[Records from a data collection]
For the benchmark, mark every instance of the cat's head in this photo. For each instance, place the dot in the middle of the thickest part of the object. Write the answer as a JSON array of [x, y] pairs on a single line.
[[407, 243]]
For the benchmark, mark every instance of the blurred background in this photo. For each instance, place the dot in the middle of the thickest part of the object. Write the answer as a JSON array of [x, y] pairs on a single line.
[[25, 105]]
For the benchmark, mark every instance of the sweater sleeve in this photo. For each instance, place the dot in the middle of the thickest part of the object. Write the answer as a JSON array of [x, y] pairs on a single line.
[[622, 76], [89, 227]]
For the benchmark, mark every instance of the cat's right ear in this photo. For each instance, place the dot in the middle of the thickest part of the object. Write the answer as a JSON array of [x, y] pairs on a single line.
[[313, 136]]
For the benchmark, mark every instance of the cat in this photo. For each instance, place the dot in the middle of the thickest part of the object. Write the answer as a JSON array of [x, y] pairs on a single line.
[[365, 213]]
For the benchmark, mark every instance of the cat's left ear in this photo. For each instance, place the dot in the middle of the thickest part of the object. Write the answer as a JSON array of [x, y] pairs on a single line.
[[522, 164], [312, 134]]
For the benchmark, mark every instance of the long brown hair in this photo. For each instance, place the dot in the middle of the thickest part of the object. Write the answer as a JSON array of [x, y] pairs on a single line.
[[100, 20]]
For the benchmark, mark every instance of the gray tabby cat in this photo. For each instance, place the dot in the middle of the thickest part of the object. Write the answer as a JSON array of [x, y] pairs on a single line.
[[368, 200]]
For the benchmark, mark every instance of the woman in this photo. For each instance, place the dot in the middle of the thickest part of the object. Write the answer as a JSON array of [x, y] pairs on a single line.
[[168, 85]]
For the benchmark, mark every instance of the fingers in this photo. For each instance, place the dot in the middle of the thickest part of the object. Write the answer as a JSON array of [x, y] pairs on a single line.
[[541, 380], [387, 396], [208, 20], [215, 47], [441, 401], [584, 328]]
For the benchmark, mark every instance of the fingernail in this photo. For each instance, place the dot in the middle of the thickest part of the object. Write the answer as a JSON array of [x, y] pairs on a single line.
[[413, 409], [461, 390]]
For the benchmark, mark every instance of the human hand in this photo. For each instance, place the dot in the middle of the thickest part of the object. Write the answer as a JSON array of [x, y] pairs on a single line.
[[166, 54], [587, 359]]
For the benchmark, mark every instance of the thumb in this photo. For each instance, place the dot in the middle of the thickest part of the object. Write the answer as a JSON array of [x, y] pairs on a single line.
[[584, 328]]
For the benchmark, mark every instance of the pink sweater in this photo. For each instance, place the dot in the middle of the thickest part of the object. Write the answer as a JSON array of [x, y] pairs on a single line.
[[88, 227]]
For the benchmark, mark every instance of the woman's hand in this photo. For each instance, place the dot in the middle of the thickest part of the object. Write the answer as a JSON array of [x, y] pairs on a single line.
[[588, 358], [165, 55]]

Task statement
Every entry must be output again, exactly as written above.

Answer to this problem
For the benchmark, mark every instance of the cat's head in this photo. For each instance, place the dot in the middle of the thickest part of the object. Write the answer as a JSON array of [x, y] pairs on a single line.
[[407, 243]]
For the benchmark, mark every instance of the blurred background in this photo. For each instance, place the dot in the middle of the thickest part of the object. Write the answer as a JSON array of [x, y] pairs on a single line.
[[25, 105]]
For the benchmark, mark every instance of the sweater sleeve in this photo. For each instance, place the dot in the middle of the thickest part of the object. Write the answer as a JSON array of [x, y] pairs on a single line.
[[622, 76], [89, 227]]
For the benchmark, mark every instance of the cat's right ear in this photo. For each instance, place the dot in the middle of the thickest part of the object. Write the answer as a JSON array of [x, y] pairs on a single line.
[[313, 136]]
For the benchmark, mark every instance of the cat in this photo. For each instance, place the dot in the middle of the thickest part of the object. Write the answer as a JSON array of [x, y] pairs on a single line.
[[365, 213]]
For the benchmark, mark every instance of the cat's left ear in this photo. For each instance, place the dot in the middle of the thickest part of the object. Write the answer as a JSON array of [x, y] pairs on a single line.
[[522, 164], [312, 134]]
For the benchmark, mark every instance of the long brown hair in this photo. For each instance, place the dot in the middle of the thickest part of the object. Write the answer as a JSON array of [x, y] pairs on a single line.
[[100, 20]]
For the benchmark, mark every instance of the gray tabby cat in this photo. For each instance, place the dot in the middle of the thickest part of the object. Write the answer as a JSON array of [x, y] pairs on a single line.
[[368, 200]]
For the benchmark, mark every instance of the woman in this photo. For each instance, place the dot in the middle of the thickest part of the object. Write the answer as a JSON array of [x, y] pairs on a single line.
[[168, 85]]
For the benchmark, mark every instance of the fingers in this photo. For each instance, place the dot in the middle of the thickest part of the object. Write the answer as a JSON array of [x, y] pairs on a single line.
[[541, 380], [387, 396], [208, 20], [215, 47], [441, 401], [584, 328]]
For the benchmark, mark every instance of the fingernail in this photo. For each instance, place the dot in the middle of the thickest part of the object. Write the answer as a JSON array of [x, y] pairs on a single line.
[[413, 409], [461, 390]]
For the benchmark, mark every instance of the human hand in this photo. For each instance, place the dot in the middle of the thickest part of the object. Write the answer as a JSON array of [x, y] pairs on a single line.
[[166, 54], [587, 359]]
For the benchmark, mark every instance of the thumb in this photo. For each instance, place the dot in the middle of the thickest part of the object. Write the answer as a JSON array of [x, y] pairs on a single line.
[[584, 328]]
For the benchmark, mark every instance of the pink sweater in this photo. For each instance, place the dot in the middle of the thickest part of the object. Write the answer as a JSON array of [x, y] pairs on a single line.
[[88, 227]]
For the benchmark, mark every instance of the woman's hand in this photo. For each instance, place the dot in the middle of the thickest part of the object. Write the answer as a JSON array of [x, y] pairs on a single line.
[[588, 358], [165, 55]]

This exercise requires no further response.